_Directions_.
Write out all of the material below again, scaling every x and y coordinate in the answers by 0.25 and rounding each to the nearest whole number, with halves going up. Keep every other word the same, and leave the pictures out.

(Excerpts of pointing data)
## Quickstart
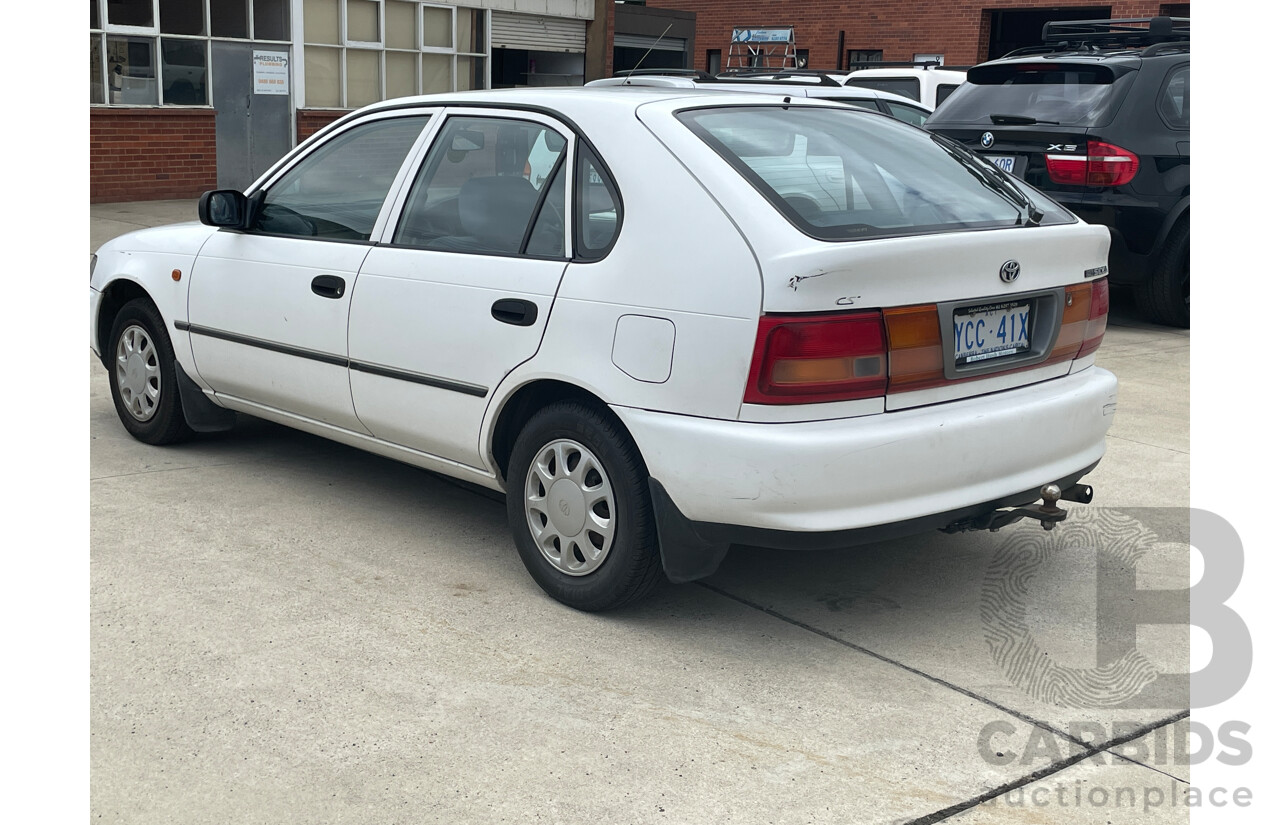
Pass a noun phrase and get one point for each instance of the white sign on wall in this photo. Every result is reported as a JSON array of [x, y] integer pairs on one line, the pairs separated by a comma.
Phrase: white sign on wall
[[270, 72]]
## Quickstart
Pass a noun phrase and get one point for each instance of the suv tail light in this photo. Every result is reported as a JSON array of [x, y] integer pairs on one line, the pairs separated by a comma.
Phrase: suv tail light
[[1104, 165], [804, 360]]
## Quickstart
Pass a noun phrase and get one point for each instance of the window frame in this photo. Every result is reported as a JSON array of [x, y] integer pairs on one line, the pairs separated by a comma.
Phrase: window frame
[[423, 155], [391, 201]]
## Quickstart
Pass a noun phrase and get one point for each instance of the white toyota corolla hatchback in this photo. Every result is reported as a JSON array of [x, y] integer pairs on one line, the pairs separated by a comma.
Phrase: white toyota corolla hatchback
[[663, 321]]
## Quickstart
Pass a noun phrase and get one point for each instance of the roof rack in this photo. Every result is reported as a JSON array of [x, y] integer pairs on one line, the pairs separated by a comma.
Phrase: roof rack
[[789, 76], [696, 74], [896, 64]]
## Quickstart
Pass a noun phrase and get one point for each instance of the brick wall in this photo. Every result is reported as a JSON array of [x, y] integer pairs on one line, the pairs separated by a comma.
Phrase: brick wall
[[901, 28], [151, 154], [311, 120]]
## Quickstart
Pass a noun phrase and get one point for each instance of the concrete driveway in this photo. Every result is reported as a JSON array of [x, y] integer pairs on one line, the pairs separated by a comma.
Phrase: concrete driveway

_Result_.
## Quickstart
Pass a noun phrase and get one point for each instance of the white sign on wall in this photo. Every result is reported as a JSON array of [x, y] integer pairs on one line, the pairs separated by a comma.
Phrase: white sign on wall
[[68, 18]]
## Quickstart
Pass a noun phrase and get one point for each instance of the suv tail light in this photo. Every result is reported as a JSON array of [x, y] integer pairs on one line, the pairs separated by a comma.
Phrase: suv tail light
[[276, 41], [201, 90]]
## Quickstart
Pass a noun phrase and get one point for each instance of the window frame in this photo. Every result is reported as a JSON array of [x, y] integer pairs on one line, the pairs separated by a comma.
Phrase: window frame
[[106, 39], [98, 50]]
## Quickstart
Pass a noun phrase and get one point for each instance of the white toyota corolla hatchback in this photo. Every result is reported as a JSON array of [x, y] integer pairs on one line, the pairs separated by a comma.
Phrase: white toyota corolla hatchback
[[166, 80]]
## Quickstart
Pass a noun phrase and get one point for each instance of the roof rack in this photo. Every result is reported as a JSON array of [x, y] integer pairs on one line, the pairs separated by a comma.
Phrase: roof rack
[[197, 19], [174, 19], [224, 16]]
## Quickstart
Pass a noun phrase and get one point for each instance of the brick wall in this photo. Every result is reported as a JSON array of [x, y] integer pairs on one line, the pairs separated by a comma.
Phrase: brick wall
[[225, 7], [38, 39], [78, 30]]
## Quickstart
Pass a noun phrase and get one point for each instance of the concrete driveway in this photo. Every result is reported as a JSON array of [x, y] integer pairs on one line, the pairs separated by a comma.
Phrase: concrete driveway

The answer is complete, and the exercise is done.